* SOURCE RECORDS *

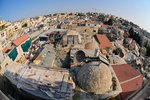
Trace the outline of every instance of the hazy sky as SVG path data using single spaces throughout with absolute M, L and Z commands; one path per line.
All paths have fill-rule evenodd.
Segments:
M 95 11 L 122 17 L 150 32 L 150 0 L 0 0 L 0 19 L 15 21 L 59 12 Z

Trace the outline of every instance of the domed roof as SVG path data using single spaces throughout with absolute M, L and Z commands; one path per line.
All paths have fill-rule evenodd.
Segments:
M 79 86 L 90 93 L 106 93 L 112 85 L 112 74 L 108 66 L 88 63 L 77 74 Z

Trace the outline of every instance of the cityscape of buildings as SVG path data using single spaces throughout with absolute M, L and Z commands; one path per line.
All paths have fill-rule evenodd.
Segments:
M 149 100 L 150 33 L 70 12 L 0 21 L 2 100 Z

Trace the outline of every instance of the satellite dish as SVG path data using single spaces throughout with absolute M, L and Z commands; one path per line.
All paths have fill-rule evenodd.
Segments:
M 85 53 L 82 50 L 79 50 L 75 53 L 75 61 L 82 62 L 85 60 Z

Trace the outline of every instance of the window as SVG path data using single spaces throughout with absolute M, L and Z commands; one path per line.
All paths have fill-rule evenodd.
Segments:
M 96 30 L 93 30 L 93 32 L 96 32 Z
M 1 34 L 1 37 L 4 37 L 4 33 Z

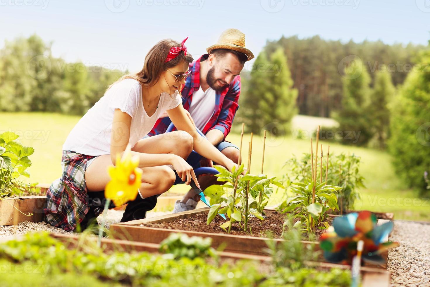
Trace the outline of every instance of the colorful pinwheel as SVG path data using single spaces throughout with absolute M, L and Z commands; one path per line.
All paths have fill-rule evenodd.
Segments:
M 383 242 L 393 229 L 392 221 L 381 225 L 377 225 L 376 222 L 376 217 L 370 211 L 336 217 L 332 226 L 319 239 L 324 257 L 330 262 L 350 264 L 357 254 L 357 242 L 362 240 L 363 260 L 384 263 L 385 260 L 381 254 L 399 244 L 396 242 Z

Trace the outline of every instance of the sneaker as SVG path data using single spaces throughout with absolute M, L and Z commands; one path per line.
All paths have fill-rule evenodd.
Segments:
M 178 212 L 196 209 L 196 206 L 197 206 L 197 201 L 192 198 L 189 198 L 187 201 L 186 203 L 181 202 L 180 200 L 177 200 L 175 203 L 175 208 L 173 209 L 173 213 L 176 213 Z

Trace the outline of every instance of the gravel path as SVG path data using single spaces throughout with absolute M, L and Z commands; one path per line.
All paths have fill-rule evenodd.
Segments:
M 391 286 L 430 286 L 430 223 L 396 220 L 390 240 L 400 244 L 389 251 Z

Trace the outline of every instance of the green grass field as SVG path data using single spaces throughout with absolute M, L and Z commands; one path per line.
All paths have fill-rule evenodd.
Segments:
M 318 118 L 300 116 L 294 121 L 294 128 L 306 129 L 310 125 L 319 124 Z M 21 135 L 26 145 L 33 147 L 35 151 L 30 157 L 33 163 L 29 168 L 29 181 L 49 183 L 61 175 L 61 146 L 70 130 L 80 117 L 42 113 L 0 113 L 0 132 L 10 130 Z M 247 152 L 249 135 L 244 137 L 244 150 Z M 240 135 L 230 134 L 227 140 L 239 145 Z M 285 172 L 284 163 L 293 156 L 308 152 L 310 143 L 307 139 L 298 139 L 291 136 L 268 137 L 264 160 L 264 173 L 269 176 L 280 176 Z M 366 188 L 359 192 L 362 200 L 356 204 L 356 209 L 375 212 L 393 212 L 396 219 L 430 221 L 430 201 L 418 198 L 407 189 L 399 179 L 391 164 L 390 156 L 385 152 L 363 148 L 342 145 L 320 142 L 325 153 L 327 145 L 330 153 L 341 152 L 354 153 L 362 157 L 361 171 L 366 179 Z M 251 172 L 261 171 L 263 139 L 254 135 L 252 145 Z M 185 192 L 184 185 L 174 186 L 172 191 Z M 273 197 L 271 204 L 279 201 L 280 194 Z

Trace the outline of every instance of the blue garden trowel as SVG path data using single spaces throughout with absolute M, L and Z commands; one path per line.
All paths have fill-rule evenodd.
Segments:
M 209 203 L 206 200 L 206 198 L 205 197 L 205 194 L 203 193 L 203 191 L 198 188 L 197 185 L 196 185 L 195 183 L 192 180 L 191 181 L 191 183 L 190 185 L 191 185 L 191 187 L 193 188 L 193 189 L 196 192 L 196 193 L 198 193 L 199 195 L 200 195 L 200 200 L 203 201 L 203 202 L 205 204 L 207 205 L 208 207 L 210 207 L 211 206 L 209 204 Z M 221 216 L 221 217 L 224 218 L 225 220 L 227 220 L 227 219 L 225 218 L 225 215 L 221 213 L 218 214 Z

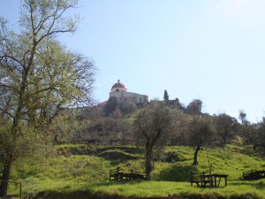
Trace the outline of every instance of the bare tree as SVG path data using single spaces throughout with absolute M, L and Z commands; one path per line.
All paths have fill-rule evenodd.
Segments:
M 214 118 L 214 126 L 216 131 L 216 135 L 221 138 L 221 145 L 224 147 L 227 139 L 236 131 L 238 121 L 236 119 L 226 114 L 220 114 Z
M 186 112 L 192 115 L 200 115 L 201 113 L 202 101 L 200 99 L 193 100 L 186 107 Z
M 0 19 L 0 112 L 11 123 L 4 180 L 25 134 L 42 132 L 63 107 L 92 102 L 93 63 L 57 42 L 58 34 L 75 32 L 77 20 L 64 16 L 76 5 L 76 0 L 23 0 L 19 33 Z M 7 187 L 1 183 L 0 196 Z
M 134 135 L 145 146 L 146 174 L 148 180 L 151 179 L 154 148 L 163 146 L 169 141 L 172 126 L 172 111 L 159 102 L 152 102 L 135 117 Z
M 193 165 L 198 165 L 198 153 L 202 146 L 210 146 L 212 143 L 213 131 L 210 120 L 201 116 L 195 116 L 189 124 L 189 142 L 196 147 L 193 156 Z

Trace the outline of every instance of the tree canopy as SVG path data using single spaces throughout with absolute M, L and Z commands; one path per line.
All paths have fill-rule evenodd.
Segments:
M 11 145 L 4 151 L 3 180 L 9 179 L 14 149 L 26 132 L 43 134 L 45 125 L 63 108 L 92 103 L 93 62 L 57 40 L 60 34 L 75 32 L 78 21 L 64 16 L 77 3 L 22 1 L 19 32 L 0 19 L 0 112 L 11 123 L 4 134 Z M 2 182 L 0 196 L 6 191 L 7 183 Z

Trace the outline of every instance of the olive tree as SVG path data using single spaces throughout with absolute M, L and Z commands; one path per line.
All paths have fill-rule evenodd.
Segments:
M 170 140 L 173 127 L 172 110 L 163 103 L 152 102 L 140 110 L 134 121 L 135 139 L 145 146 L 147 180 L 150 180 L 154 149 Z
M 92 102 L 93 63 L 57 40 L 60 34 L 75 32 L 77 20 L 64 13 L 77 3 L 23 0 L 19 32 L 0 19 L 0 112 L 11 123 L 4 133 L 9 145 L 2 149 L 5 156 L 0 196 L 7 194 L 6 180 L 20 143 L 32 137 L 26 134 L 42 136 L 60 110 Z

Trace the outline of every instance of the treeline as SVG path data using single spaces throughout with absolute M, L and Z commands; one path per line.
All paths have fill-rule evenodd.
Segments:
M 75 134 L 75 139 L 99 139 L 102 144 L 108 144 L 110 139 L 138 142 L 133 134 L 136 118 L 141 111 L 150 111 L 153 103 L 161 103 L 163 109 L 169 108 L 173 112 L 170 113 L 170 119 L 174 121 L 174 127 L 163 138 L 166 140 L 163 144 L 193 146 L 198 153 L 203 147 L 223 148 L 226 144 L 237 142 L 242 145 L 251 145 L 258 154 L 265 155 L 265 119 L 253 124 L 247 120 L 244 111 L 239 111 L 238 120 L 225 113 L 211 116 L 202 112 L 201 100 L 194 99 L 185 106 L 178 98 L 170 100 L 166 90 L 163 99 L 151 101 L 148 106 L 136 109 L 129 114 L 117 105 L 106 114 L 105 111 L 110 110 L 110 106 L 106 109 L 108 103 L 102 110 L 95 107 L 80 111 L 79 119 L 81 128 Z M 145 123 L 150 119 L 152 117 L 148 115 L 141 119 Z M 196 163 L 195 157 L 194 165 Z

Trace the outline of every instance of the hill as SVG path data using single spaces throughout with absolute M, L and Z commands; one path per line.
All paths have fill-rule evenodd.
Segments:
M 223 149 L 200 151 L 199 165 L 193 166 L 193 149 L 167 147 L 157 151 L 152 181 L 109 183 L 110 169 L 144 171 L 144 150 L 137 147 L 59 145 L 57 156 L 40 164 L 17 162 L 11 179 L 22 181 L 26 198 L 119 198 L 122 196 L 167 196 L 186 198 L 265 198 L 265 180 L 242 181 L 243 171 L 265 170 L 261 157 L 234 145 Z M 227 173 L 228 187 L 198 188 L 188 182 L 192 171 L 208 169 Z M 18 191 L 11 187 L 10 193 Z

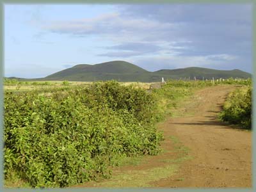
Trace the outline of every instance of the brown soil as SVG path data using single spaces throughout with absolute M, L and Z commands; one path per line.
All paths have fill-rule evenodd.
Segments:
M 191 100 L 183 102 L 183 107 L 177 110 L 181 116 L 170 118 L 159 124 L 166 138 L 161 143 L 164 152 L 146 157 L 136 166 L 115 168 L 113 177 L 176 162 L 177 171 L 150 181 L 150 186 L 252 188 L 252 132 L 232 127 L 217 118 L 227 95 L 234 88 L 216 86 L 196 92 Z M 177 138 L 176 144 L 170 138 Z M 180 159 L 185 160 L 175 161 Z M 96 183 L 77 187 L 108 186 L 108 180 Z

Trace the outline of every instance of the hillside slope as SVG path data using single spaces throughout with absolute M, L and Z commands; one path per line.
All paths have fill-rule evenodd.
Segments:
M 118 81 L 159 82 L 162 77 L 197 79 L 237 77 L 247 79 L 251 74 L 240 70 L 220 70 L 201 67 L 163 69 L 148 72 L 137 65 L 124 61 L 113 61 L 95 65 L 79 64 L 57 72 L 44 78 L 24 79 L 19 81 L 96 81 L 115 79 Z

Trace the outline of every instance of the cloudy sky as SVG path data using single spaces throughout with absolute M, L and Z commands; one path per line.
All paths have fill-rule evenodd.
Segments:
M 6 4 L 5 76 L 113 60 L 252 72 L 251 4 Z

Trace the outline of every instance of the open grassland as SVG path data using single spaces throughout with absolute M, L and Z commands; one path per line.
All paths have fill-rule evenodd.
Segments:
M 63 188 L 109 178 L 122 159 L 161 151 L 157 123 L 196 90 L 250 83 L 170 81 L 149 89 L 113 81 L 5 82 L 5 186 Z

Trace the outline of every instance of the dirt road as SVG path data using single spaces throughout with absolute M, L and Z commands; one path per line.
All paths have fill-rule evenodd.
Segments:
M 234 86 L 200 90 L 159 127 L 163 152 L 113 170 L 113 178 L 77 187 L 251 188 L 252 132 L 220 122 Z M 142 178 L 142 179 L 141 179 Z

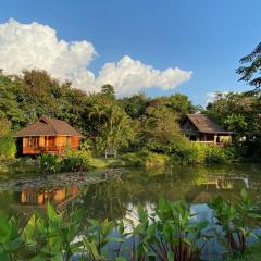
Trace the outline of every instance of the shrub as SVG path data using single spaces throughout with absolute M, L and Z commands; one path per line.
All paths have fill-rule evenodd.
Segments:
M 57 154 L 41 154 L 38 159 L 42 173 L 53 174 L 61 171 L 61 159 Z
M 187 139 L 172 144 L 171 154 L 173 163 L 200 164 L 206 161 L 206 145 L 191 142 Z
M 163 166 L 169 161 L 169 157 L 166 154 L 150 152 L 147 150 L 123 154 L 121 156 L 121 159 L 126 161 L 126 165 L 140 165 L 148 167 Z
M 0 137 L 0 158 L 12 159 L 15 157 L 16 146 L 15 140 L 11 135 L 3 135 Z
M 86 171 L 89 169 L 89 150 L 67 150 L 62 162 L 63 171 Z

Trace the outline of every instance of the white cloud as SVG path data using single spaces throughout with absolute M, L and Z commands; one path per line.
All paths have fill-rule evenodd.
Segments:
M 159 71 L 128 55 L 116 63 L 105 63 L 96 77 L 88 70 L 96 54 L 92 44 L 59 40 L 55 30 L 47 25 L 21 24 L 15 20 L 0 24 L 0 67 L 5 73 L 41 69 L 86 91 L 99 91 L 102 85 L 111 84 L 120 96 L 141 88 L 172 89 L 191 77 L 191 72 L 177 67 Z
M 223 90 L 223 91 L 220 91 L 220 90 L 217 91 L 216 90 L 216 91 L 207 92 L 206 104 L 209 104 L 209 103 L 213 102 L 217 95 L 227 95 L 227 94 L 228 94 L 228 91 L 226 91 L 226 90 Z

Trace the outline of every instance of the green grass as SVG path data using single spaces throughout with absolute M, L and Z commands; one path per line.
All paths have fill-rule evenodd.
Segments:
M 90 167 L 123 167 L 123 166 L 163 166 L 167 163 L 169 157 L 152 152 L 130 152 L 120 154 L 117 158 L 91 158 Z

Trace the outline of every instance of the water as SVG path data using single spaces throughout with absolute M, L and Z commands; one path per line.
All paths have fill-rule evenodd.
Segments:
M 195 219 L 211 219 L 208 202 L 212 197 L 222 196 L 236 200 L 240 190 L 246 188 L 253 199 L 260 199 L 261 164 L 227 164 L 210 166 L 174 166 L 172 169 L 129 169 L 121 177 L 89 186 L 62 184 L 50 190 L 46 188 L 25 188 L 22 191 L 0 190 L 0 211 L 30 214 L 35 210 L 45 211 L 48 199 L 61 211 L 80 208 L 85 215 L 95 219 L 120 220 L 135 219 L 136 207 L 141 203 L 149 212 L 160 196 L 169 200 L 184 199 Z M 216 244 L 208 246 L 216 251 Z M 219 249 L 217 249 L 219 251 Z
M 116 179 L 86 187 L 58 184 L 49 191 L 46 188 L 1 189 L 0 211 L 41 211 L 49 198 L 60 209 L 77 206 L 88 216 L 117 220 L 138 202 L 149 207 L 160 196 L 185 199 L 194 207 L 208 203 L 217 195 L 237 199 L 243 188 L 248 189 L 251 197 L 259 197 L 260 185 L 261 164 L 174 166 L 172 170 L 135 167 Z

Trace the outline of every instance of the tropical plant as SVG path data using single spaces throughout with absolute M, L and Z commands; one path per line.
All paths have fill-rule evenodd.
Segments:
M 14 138 L 7 134 L 0 136 L 0 159 L 13 159 L 16 153 L 16 145 Z
M 261 219 L 260 202 L 251 201 L 245 189 L 240 192 L 240 200 L 236 203 L 225 201 L 221 197 L 214 198 L 210 208 L 214 211 L 216 224 L 222 228 L 215 229 L 215 234 L 221 244 L 223 244 L 229 252 L 235 254 L 245 254 L 248 251 L 247 238 L 253 236 L 257 238 L 253 228 L 258 227 L 253 220 Z
M 44 174 L 54 174 L 61 171 L 61 159 L 57 154 L 41 154 L 38 160 Z

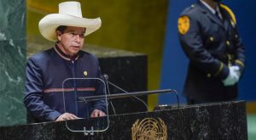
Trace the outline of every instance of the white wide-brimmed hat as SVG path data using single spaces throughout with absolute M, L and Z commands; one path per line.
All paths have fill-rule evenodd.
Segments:
M 79 2 L 64 2 L 59 4 L 59 14 L 48 14 L 38 24 L 42 36 L 53 42 L 57 41 L 55 30 L 60 25 L 84 27 L 84 36 L 87 36 L 101 27 L 102 20 L 100 18 L 83 18 Z

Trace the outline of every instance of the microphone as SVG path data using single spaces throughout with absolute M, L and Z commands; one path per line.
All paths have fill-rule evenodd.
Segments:
M 110 95 L 109 87 L 108 87 L 108 76 L 107 74 L 103 74 L 102 76 L 103 76 L 103 80 L 105 81 L 106 85 L 107 85 L 108 94 Z M 110 103 L 110 105 L 111 105 L 113 114 L 116 115 L 115 109 L 112 104 L 112 101 L 109 100 L 109 103 Z
M 111 86 L 114 87 L 115 88 L 117 88 L 117 89 L 119 89 L 119 90 L 120 90 L 120 91 L 122 91 L 122 92 L 125 92 L 125 93 L 129 93 L 129 92 L 127 92 L 127 91 L 124 90 L 123 88 L 121 88 L 121 87 L 116 86 L 115 84 L 110 82 L 110 81 L 108 81 L 108 76 L 107 74 L 103 74 L 103 77 L 104 77 L 104 79 L 105 79 L 105 81 L 106 81 L 106 85 L 107 85 L 107 87 L 108 87 L 108 94 L 110 94 L 110 92 L 109 92 L 109 88 L 108 88 L 108 84 L 110 84 Z M 148 109 L 148 107 L 147 104 L 146 104 L 143 100 L 142 100 L 141 98 L 137 98 L 137 97 L 136 97 L 136 96 L 132 96 L 132 98 L 134 98 L 139 100 L 141 103 L 143 104 L 143 105 L 145 105 L 145 107 L 147 108 L 147 109 Z M 111 104 L 111 105 L 113 106 L 112 103 L 110 103 L 110 104 Z

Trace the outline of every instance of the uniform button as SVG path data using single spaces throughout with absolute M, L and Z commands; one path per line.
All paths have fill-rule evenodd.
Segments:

* YOUR GOAL *
Reproduce the lines of the records above exactly, starting with the line that contains "Trace the outline of every instance of the white cloud" and going on through the line that contains "M 159 71 L 128", both included.

* WRITTEN RESPONSE *
Trace the outline of every instance of the white cloud as SVG path data using single spaces throughout with absolute M, L and Z commands; one path per line.
All paths have fill-rule evenodd.
Segments:
M 159 71 L 128 55 L 116 63 L 105 63 L 96 77 L 88 70 L 96 54 L 92 44 L 59 40 L 55 30 L 47 25 L 21 24 L 15 20 L 0 24 L 0 67 L 5 73 L 41 69 L 86 91 L 99 91 L 102 85 L 111 84 L 120 96 L 141 88 L 172 89 L 191 77 L 191 72 L 177 67 Z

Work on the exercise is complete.